··· BRONTEKST ···

Hoge Raad, 23-09-2016, ECLI:NL:HR:2016:2127, 16/00025
Hoge Raad, 23-09-2016, ECLI:NL:HR:2016:2127, 16/00025
Gegevens
- Instantie
- Hoge Raad
- Datum uitspraak
- 23 september 2016
- Datum publicatie
- 23 september 2016
- ECLI
- ECLI:NL:HR:2016:2127
- Zaaknummer
- 16/00025
Inhoudsindicatie
Art. 16 Wet WOZ; stelling betreffende objectafbakening onbehandeld gelaten
Uitspraak
23 september 2016
nr. 16/00025
Arrest
gewezen op het beroep in cassatie van [X] te [Z] (hierna: belanghebbende) tegen de uitspraak van het Gerechtshof Den Haag van 18 november 2015, nr. BK-14/00850, op het hoger beroep van belanghebbende tegen een uitspraak van de Rechtbank Rotterdam (nr. ROT 13/957) betreffende de ten aanzien van belanghebbende gegeven beschikking op grond van de Wet waardering onroerende zaken en de aanslag in de onroerendezaakbelastingen van de gemeente Rotterdam voor het jaar 2012 betreffende de onroerende zaak [a-straat] 186A te [Q]. De uitspraak van het Hof is aan dit arrest gehecht.
1 Geding in cassatie
Belanghebbende heeft tegen ’s Hofs uitspraak beroep in cassatie ingesteld bij een beroepschrift, waarin ook nog beroepen tegen andere uitspraken zijn vervat. Het beroepschrift in cassatie is aan dit arrest gehecht en maakt daarvan deel uit.
Het college van burgemeester en wethouders van de gemeente Rotterdam (hierna: het College) heeft een verweerschrift ingediend.

··· GEGEVENS ···

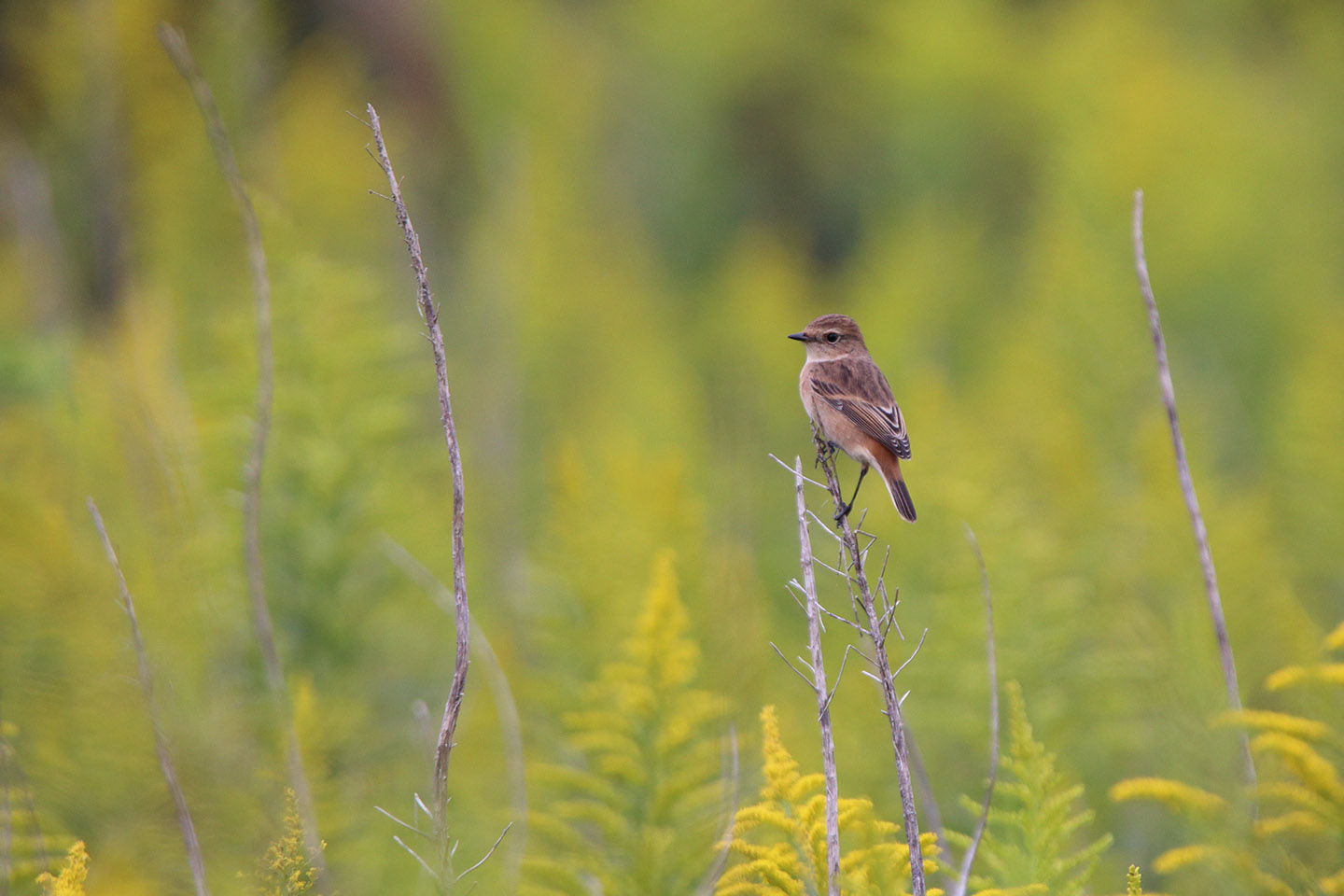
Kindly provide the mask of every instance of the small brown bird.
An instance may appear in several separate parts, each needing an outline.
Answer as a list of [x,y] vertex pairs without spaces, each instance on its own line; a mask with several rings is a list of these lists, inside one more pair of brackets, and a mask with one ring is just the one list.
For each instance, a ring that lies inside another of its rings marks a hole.
[[915,504],[900,476],[900,461],[910,459],[906,419],[891,395],[887,377],[868,355],[859,325],[844,314],[823,314],[801,333],[790,333],[789,339],[808,347],[808,360],[798,376],[802,407],[831,446],[860,465],[853,497],[836,509],[836,520],[853,509],[863,477],[870,466],[875,466],[891,492],[896,512],[903,520],[914,523]]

···

■ OPDRACHT: Schrijf het stuk uit het arrest over, beginnend bij "1 Geding in" en eindigend bij "daarvan deel uit.", en vervang daarbij "beroepschrift" door "verzoekschrift". De items spelen hierbij geen enkele rol.

■ UITWERKING:
1 Geding in cassatie
Belanghebbende heeft tegen ’s Hofs uitspraak beroep in cassatie ingesteld bij een verzoekschrift, waarin ook nog beroepen tegen andere uitspraken zijn vervat. Het verzoekschrift in cassatie is aan dit arrest gehecht en maakt daarvan deel uit.